Task to carry out.
For the records below, print the lines from the line with "Query: blue t-shirt" through the line with "Query: black fleece jacket" exactly as written; include both end lines and exclude the rest.

Stored data entries.
────────────────────────────────────────

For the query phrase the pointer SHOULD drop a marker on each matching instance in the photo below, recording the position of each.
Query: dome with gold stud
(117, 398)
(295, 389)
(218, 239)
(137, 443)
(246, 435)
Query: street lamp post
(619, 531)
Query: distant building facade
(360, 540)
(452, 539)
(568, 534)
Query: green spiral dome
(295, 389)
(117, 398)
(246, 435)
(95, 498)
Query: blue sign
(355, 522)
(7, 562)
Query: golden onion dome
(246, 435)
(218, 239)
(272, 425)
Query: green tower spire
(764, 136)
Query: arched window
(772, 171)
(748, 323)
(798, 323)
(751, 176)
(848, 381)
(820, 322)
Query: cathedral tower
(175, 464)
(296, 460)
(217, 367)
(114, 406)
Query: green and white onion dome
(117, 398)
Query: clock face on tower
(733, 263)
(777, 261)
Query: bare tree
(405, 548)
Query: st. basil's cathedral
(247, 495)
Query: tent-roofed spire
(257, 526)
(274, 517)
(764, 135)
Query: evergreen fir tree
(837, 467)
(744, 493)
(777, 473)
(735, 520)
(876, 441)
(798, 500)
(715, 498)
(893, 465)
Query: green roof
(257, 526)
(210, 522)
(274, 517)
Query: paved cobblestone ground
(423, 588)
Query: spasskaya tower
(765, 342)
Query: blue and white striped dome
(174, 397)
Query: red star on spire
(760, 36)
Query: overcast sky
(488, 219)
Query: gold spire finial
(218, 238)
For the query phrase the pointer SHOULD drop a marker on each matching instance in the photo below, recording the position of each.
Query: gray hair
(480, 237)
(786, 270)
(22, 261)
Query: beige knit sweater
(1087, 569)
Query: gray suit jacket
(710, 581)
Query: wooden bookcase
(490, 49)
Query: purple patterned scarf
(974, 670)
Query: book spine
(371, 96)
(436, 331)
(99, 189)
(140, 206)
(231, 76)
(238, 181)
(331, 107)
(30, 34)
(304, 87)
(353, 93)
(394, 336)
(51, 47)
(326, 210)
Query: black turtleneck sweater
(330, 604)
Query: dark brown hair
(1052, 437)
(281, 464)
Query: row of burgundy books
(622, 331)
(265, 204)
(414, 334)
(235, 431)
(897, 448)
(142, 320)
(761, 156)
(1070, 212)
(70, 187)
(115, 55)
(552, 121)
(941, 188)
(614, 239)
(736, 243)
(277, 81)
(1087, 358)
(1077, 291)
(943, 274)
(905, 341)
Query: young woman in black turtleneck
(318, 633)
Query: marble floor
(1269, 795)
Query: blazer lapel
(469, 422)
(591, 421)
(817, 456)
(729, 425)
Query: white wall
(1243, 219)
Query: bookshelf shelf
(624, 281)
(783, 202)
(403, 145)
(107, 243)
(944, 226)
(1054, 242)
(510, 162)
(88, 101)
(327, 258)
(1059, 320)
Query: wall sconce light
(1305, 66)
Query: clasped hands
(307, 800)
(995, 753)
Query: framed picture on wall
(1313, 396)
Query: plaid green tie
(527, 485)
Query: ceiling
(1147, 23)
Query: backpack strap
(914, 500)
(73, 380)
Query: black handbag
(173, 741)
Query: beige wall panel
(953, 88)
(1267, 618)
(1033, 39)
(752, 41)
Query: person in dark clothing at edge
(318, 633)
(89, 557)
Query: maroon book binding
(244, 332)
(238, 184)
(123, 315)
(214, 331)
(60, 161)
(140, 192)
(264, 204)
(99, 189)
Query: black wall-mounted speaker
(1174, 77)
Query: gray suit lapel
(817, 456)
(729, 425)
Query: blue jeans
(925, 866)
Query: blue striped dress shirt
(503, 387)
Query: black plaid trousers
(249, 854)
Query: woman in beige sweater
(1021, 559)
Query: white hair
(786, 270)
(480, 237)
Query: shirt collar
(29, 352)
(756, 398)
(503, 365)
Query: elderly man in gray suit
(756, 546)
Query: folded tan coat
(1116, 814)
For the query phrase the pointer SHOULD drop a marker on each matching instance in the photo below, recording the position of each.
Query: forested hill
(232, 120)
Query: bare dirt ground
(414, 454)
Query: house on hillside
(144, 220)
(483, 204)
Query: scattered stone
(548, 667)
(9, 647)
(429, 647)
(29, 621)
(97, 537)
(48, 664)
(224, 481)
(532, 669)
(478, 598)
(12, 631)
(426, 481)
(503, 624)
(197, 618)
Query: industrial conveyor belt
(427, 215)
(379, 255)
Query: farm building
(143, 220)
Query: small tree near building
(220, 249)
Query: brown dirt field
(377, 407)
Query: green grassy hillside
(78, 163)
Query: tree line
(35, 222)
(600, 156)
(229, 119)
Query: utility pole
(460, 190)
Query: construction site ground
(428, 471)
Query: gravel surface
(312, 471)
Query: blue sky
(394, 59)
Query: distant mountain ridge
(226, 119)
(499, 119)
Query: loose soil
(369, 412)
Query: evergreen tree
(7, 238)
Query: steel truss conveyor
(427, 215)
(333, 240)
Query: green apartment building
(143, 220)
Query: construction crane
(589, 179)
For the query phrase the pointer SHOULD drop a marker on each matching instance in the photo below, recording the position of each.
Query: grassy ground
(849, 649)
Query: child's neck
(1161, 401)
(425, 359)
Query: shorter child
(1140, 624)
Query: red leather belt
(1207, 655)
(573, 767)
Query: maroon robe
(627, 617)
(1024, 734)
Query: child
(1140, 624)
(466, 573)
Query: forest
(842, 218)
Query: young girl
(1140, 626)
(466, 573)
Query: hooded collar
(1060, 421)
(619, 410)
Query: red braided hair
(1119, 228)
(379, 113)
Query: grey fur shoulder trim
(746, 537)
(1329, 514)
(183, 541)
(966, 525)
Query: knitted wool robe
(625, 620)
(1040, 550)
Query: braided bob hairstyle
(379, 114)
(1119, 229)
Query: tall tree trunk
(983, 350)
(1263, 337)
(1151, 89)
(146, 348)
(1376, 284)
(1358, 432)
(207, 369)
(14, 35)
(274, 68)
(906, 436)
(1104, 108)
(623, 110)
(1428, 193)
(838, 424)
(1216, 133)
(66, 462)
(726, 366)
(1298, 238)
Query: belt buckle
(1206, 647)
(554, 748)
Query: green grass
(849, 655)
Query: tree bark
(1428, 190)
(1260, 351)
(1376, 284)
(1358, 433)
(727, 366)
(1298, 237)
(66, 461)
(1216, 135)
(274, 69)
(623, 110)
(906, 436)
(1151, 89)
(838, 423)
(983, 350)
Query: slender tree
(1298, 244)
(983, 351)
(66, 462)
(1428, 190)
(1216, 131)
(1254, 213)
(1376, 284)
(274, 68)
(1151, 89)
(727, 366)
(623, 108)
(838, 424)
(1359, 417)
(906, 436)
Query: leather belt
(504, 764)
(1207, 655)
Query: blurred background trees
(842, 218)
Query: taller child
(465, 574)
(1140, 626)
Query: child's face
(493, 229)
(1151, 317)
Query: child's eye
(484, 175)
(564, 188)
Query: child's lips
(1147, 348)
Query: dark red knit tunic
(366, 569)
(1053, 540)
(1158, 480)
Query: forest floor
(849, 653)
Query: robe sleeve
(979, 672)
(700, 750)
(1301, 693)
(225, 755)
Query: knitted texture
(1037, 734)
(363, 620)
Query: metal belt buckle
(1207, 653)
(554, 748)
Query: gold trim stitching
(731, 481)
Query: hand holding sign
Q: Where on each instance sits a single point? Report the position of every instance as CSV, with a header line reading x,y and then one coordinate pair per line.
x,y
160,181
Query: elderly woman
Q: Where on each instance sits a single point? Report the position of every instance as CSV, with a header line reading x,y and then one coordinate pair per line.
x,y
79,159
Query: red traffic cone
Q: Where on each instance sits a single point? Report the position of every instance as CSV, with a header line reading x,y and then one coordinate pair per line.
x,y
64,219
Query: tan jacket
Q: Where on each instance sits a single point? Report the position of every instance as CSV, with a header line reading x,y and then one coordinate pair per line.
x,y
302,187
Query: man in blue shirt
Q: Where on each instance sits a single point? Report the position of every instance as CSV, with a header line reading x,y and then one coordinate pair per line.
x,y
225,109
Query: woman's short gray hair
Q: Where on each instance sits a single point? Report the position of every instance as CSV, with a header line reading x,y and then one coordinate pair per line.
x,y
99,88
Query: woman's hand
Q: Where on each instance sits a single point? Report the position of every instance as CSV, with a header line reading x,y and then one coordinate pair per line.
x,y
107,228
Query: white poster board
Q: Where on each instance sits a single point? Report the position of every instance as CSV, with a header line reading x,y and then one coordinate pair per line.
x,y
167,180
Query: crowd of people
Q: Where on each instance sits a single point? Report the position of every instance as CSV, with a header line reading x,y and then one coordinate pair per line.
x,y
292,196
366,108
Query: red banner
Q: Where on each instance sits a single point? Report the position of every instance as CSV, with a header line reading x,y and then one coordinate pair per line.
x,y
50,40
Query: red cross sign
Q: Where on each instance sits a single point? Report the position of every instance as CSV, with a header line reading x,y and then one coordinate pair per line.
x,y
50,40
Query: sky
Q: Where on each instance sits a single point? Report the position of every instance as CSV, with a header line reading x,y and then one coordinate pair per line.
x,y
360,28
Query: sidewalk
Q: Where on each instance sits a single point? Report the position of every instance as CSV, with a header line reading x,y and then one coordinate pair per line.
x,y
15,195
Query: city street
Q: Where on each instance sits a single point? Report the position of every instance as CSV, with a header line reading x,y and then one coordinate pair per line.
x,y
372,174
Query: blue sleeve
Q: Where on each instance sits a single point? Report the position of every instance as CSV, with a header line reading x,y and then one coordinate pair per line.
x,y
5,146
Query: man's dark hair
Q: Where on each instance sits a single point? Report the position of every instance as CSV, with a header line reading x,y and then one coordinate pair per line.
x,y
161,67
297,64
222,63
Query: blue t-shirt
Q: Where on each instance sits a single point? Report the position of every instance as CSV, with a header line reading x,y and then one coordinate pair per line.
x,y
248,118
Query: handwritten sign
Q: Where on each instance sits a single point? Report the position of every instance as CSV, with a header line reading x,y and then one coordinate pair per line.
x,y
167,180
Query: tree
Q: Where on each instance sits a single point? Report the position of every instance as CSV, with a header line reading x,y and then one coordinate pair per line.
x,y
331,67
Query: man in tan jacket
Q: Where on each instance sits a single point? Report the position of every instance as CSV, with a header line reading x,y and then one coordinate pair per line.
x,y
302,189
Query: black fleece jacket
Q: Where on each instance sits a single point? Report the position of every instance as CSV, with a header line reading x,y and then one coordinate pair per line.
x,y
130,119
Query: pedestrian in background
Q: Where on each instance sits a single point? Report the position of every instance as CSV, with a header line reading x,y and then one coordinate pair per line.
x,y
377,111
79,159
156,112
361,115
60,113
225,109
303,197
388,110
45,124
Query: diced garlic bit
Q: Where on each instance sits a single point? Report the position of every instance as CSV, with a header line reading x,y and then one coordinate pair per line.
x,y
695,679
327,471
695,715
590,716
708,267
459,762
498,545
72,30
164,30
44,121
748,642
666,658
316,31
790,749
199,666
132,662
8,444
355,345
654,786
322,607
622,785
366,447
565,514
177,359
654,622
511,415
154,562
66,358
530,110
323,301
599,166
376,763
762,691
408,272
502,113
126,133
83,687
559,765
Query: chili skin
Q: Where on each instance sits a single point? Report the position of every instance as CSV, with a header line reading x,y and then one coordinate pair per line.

────────────────────────────────────────

Answer to this problem.
Query: blue t-shirt
Q: Where on each instance sits a single point? Report the position of every instance as CSV, with a header line reading x,y and then one coordinate pair per line.
x,y
248,118
Query: handwritten sign
Q: Where on each instance sits a single point? Report the position of every instance as CSV, with a header line reading x,y and then one coordinate pair per line.
x,y
167,180
Query: tree
Q: Where on each instance sits a single point? Report the position of every instance as CSV, with a header line reading x,y and then one coordinate pair per line.
x,y
331,67
Query: man in tan jacket
Q: Where on each instance sits a single point? Report the position of every instance as CSV, with a header line reading x,y and then one coordinate pair per line.
x,y
302,189
Query: black fleece jacket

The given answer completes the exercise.